SET PROBLEM: Turn every line of the material below into a JSON list of strings, one string per line, without blank lines. Leave the pictures out of the answer.

+++++

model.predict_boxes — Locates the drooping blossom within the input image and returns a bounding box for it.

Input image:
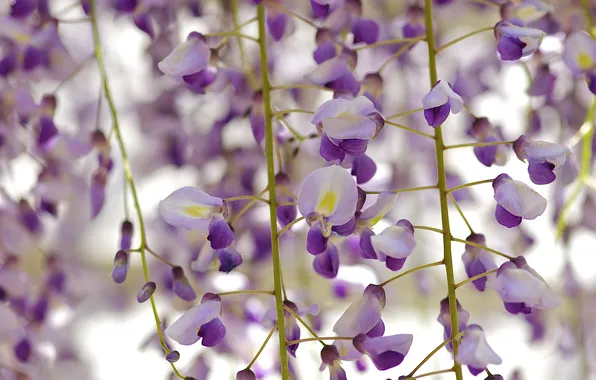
[513,135,571,185]
[468,117,508,167]
[312,96,385,161]
[493,174,546,228]
[437,297,470,352]
[165,293,226,347]
[455,325,503,376]
[494,21,546,61]
[461,233,497,292]
[352,333,414,371]
[159,187,234,249]
[422,80,464,128]
[563,31,596,94]
[298,166,358,255]
[495,256,561,314]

+++++

TASK ANSWER:
[
  "model.predict_boxes — Locates the drooping blossom within the input image and returns a bounding box for it.",
  "Input image:",
  "[513,135,571,185]",
  "[468,117,508,167]",
  "[312,96,385,161]",
  "[493,174,546,228]",
  "[437,297,470,352]",
  "[165,293,226,347]",
  "[455,325,503,376]",
  "[494,21,546,61]",
  "[461,233,497,292]",
  "[352,333,414,371]",
  "[159,187,234,249]",
  "[422,80,464,128]",
  "[563,31,596,94]",
  "[298,166,358,255]",
  "[495,256,561,314]"
]